== Given information

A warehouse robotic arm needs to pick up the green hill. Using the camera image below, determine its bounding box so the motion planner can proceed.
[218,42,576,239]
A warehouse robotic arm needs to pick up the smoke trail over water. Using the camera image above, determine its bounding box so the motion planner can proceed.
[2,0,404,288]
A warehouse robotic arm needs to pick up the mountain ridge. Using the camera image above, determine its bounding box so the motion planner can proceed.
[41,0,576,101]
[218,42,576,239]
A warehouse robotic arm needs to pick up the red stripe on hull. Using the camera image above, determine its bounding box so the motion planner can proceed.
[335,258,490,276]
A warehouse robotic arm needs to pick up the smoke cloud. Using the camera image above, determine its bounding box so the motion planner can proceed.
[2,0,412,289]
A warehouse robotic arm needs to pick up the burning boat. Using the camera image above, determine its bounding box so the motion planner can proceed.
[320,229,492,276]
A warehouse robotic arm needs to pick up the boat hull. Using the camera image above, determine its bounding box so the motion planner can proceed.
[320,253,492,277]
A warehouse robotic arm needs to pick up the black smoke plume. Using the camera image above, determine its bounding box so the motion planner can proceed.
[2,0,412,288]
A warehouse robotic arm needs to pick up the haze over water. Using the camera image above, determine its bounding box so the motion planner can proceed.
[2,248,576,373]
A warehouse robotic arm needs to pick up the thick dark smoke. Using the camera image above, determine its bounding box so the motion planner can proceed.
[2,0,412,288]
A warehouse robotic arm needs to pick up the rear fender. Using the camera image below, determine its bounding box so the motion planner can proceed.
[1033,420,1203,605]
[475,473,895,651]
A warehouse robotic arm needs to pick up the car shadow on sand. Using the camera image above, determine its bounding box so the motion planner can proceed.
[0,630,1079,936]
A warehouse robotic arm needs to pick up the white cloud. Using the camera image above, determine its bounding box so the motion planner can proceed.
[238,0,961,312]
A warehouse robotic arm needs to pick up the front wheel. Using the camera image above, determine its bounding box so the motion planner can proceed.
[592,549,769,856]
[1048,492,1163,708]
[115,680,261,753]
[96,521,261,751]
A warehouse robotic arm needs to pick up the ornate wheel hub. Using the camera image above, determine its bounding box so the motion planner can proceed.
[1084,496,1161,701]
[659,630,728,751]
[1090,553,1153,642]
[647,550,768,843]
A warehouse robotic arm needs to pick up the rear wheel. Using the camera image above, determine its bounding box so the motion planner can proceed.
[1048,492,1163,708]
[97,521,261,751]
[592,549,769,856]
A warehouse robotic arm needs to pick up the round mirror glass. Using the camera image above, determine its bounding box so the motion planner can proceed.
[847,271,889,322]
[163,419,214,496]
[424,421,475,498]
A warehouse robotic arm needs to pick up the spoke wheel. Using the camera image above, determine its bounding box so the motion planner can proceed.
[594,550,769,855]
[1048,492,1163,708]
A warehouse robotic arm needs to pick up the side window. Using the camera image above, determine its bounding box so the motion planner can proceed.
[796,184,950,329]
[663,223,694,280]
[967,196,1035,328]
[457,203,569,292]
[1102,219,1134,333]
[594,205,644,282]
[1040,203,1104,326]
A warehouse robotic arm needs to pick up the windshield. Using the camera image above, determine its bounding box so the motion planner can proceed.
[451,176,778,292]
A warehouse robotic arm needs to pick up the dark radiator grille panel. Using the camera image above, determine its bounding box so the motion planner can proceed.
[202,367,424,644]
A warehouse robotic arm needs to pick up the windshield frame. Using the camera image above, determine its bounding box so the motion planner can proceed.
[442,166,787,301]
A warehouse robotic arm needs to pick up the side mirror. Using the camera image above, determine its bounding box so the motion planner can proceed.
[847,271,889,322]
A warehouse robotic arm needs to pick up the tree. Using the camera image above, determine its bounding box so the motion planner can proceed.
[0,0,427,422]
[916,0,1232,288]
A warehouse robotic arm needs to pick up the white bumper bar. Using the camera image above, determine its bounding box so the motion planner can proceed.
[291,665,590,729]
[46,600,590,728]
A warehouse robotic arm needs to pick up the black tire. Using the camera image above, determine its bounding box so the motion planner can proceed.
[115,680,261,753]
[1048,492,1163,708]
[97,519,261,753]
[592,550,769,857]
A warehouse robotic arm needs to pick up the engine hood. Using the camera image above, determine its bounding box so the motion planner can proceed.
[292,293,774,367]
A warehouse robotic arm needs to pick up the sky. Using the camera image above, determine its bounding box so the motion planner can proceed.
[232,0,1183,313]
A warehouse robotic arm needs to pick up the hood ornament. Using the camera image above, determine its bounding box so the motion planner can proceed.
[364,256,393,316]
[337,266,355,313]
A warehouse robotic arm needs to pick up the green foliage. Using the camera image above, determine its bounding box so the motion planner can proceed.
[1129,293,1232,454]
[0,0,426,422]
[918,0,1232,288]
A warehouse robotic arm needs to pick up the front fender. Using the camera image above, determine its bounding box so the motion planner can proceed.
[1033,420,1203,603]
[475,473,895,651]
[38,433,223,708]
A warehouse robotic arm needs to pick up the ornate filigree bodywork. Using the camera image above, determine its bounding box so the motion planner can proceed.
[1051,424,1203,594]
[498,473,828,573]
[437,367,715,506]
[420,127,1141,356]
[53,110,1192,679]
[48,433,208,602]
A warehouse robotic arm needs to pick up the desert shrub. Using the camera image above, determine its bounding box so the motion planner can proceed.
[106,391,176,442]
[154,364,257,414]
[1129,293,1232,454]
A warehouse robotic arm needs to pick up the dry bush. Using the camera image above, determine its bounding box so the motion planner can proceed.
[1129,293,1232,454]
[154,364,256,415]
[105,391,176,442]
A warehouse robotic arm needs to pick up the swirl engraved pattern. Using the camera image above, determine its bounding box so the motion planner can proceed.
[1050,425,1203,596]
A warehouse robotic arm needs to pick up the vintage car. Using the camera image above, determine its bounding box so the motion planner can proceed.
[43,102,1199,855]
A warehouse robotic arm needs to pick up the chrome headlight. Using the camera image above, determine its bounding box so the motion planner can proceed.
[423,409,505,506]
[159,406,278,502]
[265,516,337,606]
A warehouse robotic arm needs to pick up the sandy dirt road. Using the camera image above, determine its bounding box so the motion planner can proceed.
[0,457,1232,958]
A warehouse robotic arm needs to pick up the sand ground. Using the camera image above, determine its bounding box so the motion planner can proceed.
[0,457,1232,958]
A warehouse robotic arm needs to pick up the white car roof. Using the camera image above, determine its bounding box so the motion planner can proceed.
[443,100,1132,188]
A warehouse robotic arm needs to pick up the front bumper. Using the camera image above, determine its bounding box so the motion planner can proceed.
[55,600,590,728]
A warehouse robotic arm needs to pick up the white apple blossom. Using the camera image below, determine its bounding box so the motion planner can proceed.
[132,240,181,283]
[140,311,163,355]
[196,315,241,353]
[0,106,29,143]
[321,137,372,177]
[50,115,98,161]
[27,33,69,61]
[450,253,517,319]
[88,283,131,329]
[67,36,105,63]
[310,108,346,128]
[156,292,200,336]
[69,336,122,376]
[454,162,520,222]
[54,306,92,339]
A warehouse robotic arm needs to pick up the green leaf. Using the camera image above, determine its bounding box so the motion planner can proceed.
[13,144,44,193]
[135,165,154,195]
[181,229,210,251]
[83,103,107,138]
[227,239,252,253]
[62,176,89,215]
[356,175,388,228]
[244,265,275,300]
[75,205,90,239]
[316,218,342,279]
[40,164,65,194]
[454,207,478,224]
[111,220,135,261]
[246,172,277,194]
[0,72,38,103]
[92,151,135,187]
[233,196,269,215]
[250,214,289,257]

====

Work to complete
Retype every one of the records above without changing anything.

Written response
A warehouse robotic arm needs to pick up the green hill. Using the camera image below, determine its bounding box so the motion planner can proceed.
[218,42,576,239]
A warehouse robotic arm needs to pick up the smoke trail over water. Using the camera image above, determine its bounding box so the motion planner can proceed.
[2,0,404,288]
A warehouse robotic arm needs to pick up the mountain ridge. Using the camera image above, determine its bounding box so the motion planner can proceed.
[41,0,576,101]
[218,42,576,239]
A warehouse robotic arm needs to pick up the red stripe on hull. Using the camera image above, determine its bounding box so the motion planner can proceed.
[335,258,490,276]
A warehouse robotic arm needs to pick up the smoke cloud. Using the camera image above, determine its bounding box so the motion planner can proceed.
[2,0,412,289]
A warehouse robotic arm needs to pick up the burning boat. Using the camera image above, determine its bounding box so the motion planner can proceed.
[320,229,492,276]
A warehouse robotic arm needs to pick up the boat hull. Using the camera image above, determine its bounding box so the motion planner can proceed.
[320,253,492,277]
A warehouse robotic arm needs to pick up the black smoke plume. Using the camera image above, determine its bounding box so the motion planner can proceed.
[2,0,412,288]
A warehouse robotic arm needs to pick up the haze over water. Using the camera image above, determine its bounding box so the motion planner can proceed.
[2,248,576,373]
A warehouse robotic arm needs to pick up the thick dark smoke. Using the camera image above, determine its bounding box so the motion planner can proceed.
[2,0,412,288]
A warehouse robotic arm needs to pick up the rear fender. Using the camera image below, determine its bounding box so the motion planner can proceed.
[1033,420,1203,605]
[475,473,895,651]
A warehouse robotic arm needs to pick up the car shadow on sand. Using the camera image above, determine its bounding box so the motion planner can proceed.
[0,630,1079,936]
A warehouse robotic arm needs to pick up the white cloud. Using the camera image above, determine its bounding box so the motion planner can proceed.
[238,0,961,312]
A warehouse robotic arm needs to pick up the front wheel. Using the camera image above, determine its bounding box so the motion planner can proceed.
[592,549,769,856]
[1048,492,1163,708]
[115,680,261,753]
[96,521,261,751]
A warehouse robotic arm needs to pick up the ornate wheel hub. Using the camera image above, determine its bounding box so the motion planner can proceed.
[1084,496,1161,701]
[659,630,728,751]
[1090,553,1153,642]
[647,550,768,843]
A warehouse robotic arm needs to pick up the rear wheel. Using the camera image above, determine its bounding box so the motion planner can proceed.
[1048,492,1163,708]
[97,521,261,751]
[592,549,769,856]
A warehouse robotic arm needs to pick up the round mirror glass. Using the camera image above, determine its bounding box so the motion planner can proceed.
[847,271,889,322]
[163,419,214,496]
[424,421,475,498]
A warehouse robotic arm needs to pick up the spoke wheel. Using the camera image above, determine its bounding box so the motion planner can proceed.
[594,550,769,855]
[1048,492,1163,708]
A warehouse robotic arm needs to pick up the side window. Using the camera image above, determine its bounding box so the motion planner can proceed.
[796,184,950,329]
[663,223,694,280]
[967,196,1035,328]
[457,203,569,292]
[1102,219,1134,333]
[594,205,644,282]
[1040,203,1104,326]
A warehouse robotic arm needs to pick up the windshield. Using the camera image above, determine its bounding box so the motion planner can proceed.
[451,176,778,292]
A warehouse robotic arm needs to pick up the dark radiator grille panel. Using the camera image above, determine its bounding box so the motion planner can proceed.
[202,367,424,644]
A warehouse robotic arm needs to pick up the windshield frame. Using the camera image above, determine its bounding box so the motion planner can proceed.
[442,166,787,301]
A warehouse robotic arm needs to pick up the side mirror. Using the camera image above, determine its bounding box so the motion planner can proceed.
[847,271,889,322]
A warehouse robotic arm needs to pick up the tree. Using the camera image above, determine its bounding box so the motion planner can proceed.
[0,0,427,422]
[916,0,1232,288]
A warehouse robotic arm needs to pick up the white bumper bar. Using the camera image above, determine its bounding box so the motion planner can proceed.
[291,665,590,729]
[46,600,590,728]
A warehouse robotic arm needs to pick up the black tire. Using the camera image above, determine its bounding box so the motion planner can proceed.
[115,680,261,753]
[1048,492,1163,708]
[97,519,261,753]
[592,550,769,857]
A warehouse robotic arm needs to pick up the engine hood. Using the camera image above, determine its bounding box so the motion planner can proceed.
[292,293,774,367]
A warehouse robotic arm needs to pick up the sky. Using the camera image above, determine its bounding box so the motion planner can proceed.
[232,0,1183,313]
A warehouse robotic arm needs to pick up the hood ornament. Using the camera image above, determine its bounding box so the motion planner can proceed.
[364,256,393,316]
[337,266,355,313]
A warehouse robotic arm needs to pick up the green foliage. Using the camera image above, determine its bounding box so the motion planner can proceed.
[1129,293,1232,454]
[0,0,426,422]
[918,0,1232,288]
A warehouse robotic arm needs to pick up the front fender. Using the camera image above, determine its bounding box so the motion planner can proceed.
[1033,420,1203,603]
[475,473,895,651]
[38,433,223,708]
A warehouse robotic arm needs to pick up the ornate filigree bodywork. Using the camera image above, determine its bounding box so the motion planner can proceed.
[1051,424,1203,594]
[498,473,828,573]
[437,367,715,506]
[420,127,1141,356]
[53,110,1192,679]
[48,433,208,602]
A warehouse robotic arm needs to pick up the desert shrub. Using the camera image above, determine its bounding box so the motion planner can proceed.
[106,391,176,442]
[154,364,257,414]
[1129,293,1232,454]
A warehouse robotic arm needs to pick up the dry bush. Using the camera image above, determine its bounding box so the motion planner can proceed.
[1129,293,1232,454]
[154,364,256,415]
[105,391,176,442]
A warehouse robotic arm needs to pick up the swirl engraved pattern. Using the camera image above, determine its bounding box so the motion planner can proceed.
[1050,425,1203,596]
A warehouse robotic arm needs to pick up the vintage car. Using the camera image above, determine its bounding box so the motion planner can proceed.
[43,102,1199,855]
A warehouse robotic arm needs to pick up the chrome headlight. Using the camera image above, determine its bounding box so the motion planner can proceed.
[423,409,505,506]
[159,406,278,502]
[265,516,337,606]
A warehouse robotic arm needs to pick up the sandy dirt road. Using the camera image above, determine its bounding box so the motion planner can proceed.
[0,457,1232,958]
A warehouse robotic arm needs to pick up the sand ground. Using the camera image above, determine its bounding box so the motion planner can proceed.
[0,457,1232,958]
A warehouse robotic arm needs to pick up the white car roof. Using the camera image above, determine its bounding box so the motion planner can proceed.
[443,100,1132,188]
A warehouse robotic arm needs to pick up the front bumper. Using the camera image above, determine its bounding box so the motion planner can proceed.
[55,600,590,728]
A warehouse robotic arm needs to pick up the white apple blossom. Using the camera image below, determine its bounding box so the motion planner can proceed.
[132,240,181,283]
[140,311,163,355]
[196,315,241,353]
[0,106,29,143]
[321,137,372,177]
[50,115,98,161]
[27,33,69,61]
[450,253,517,319]
[88,283,131,329]
[67,36,105,63]
[310,108,346,128]
[156,292,200,336]
[69,336,122,376]
[454,162,520,222]
[54,306,92,339]
A warehouse robotic arm needs to pick up the green leaf. Using the camera image above, determine its bounding box so the motion planner can proceed.
[13,144,44,193]
[135,165,154,195]
[181,229,210,251]
[83,103,107,138]
[227,239,252,253]
[62,176,89,215]
[356,175,388,228]
[244,265,275,300]
[75,205,90,239]
[316,218,342,279]
[40,164,65,194]
[454,207,478,224]
[111,220,135,261]
[246,172,277,194]
[0,72,38,103]
[92,151,135,187]
[233,196,269,215]
[250,214,289,257]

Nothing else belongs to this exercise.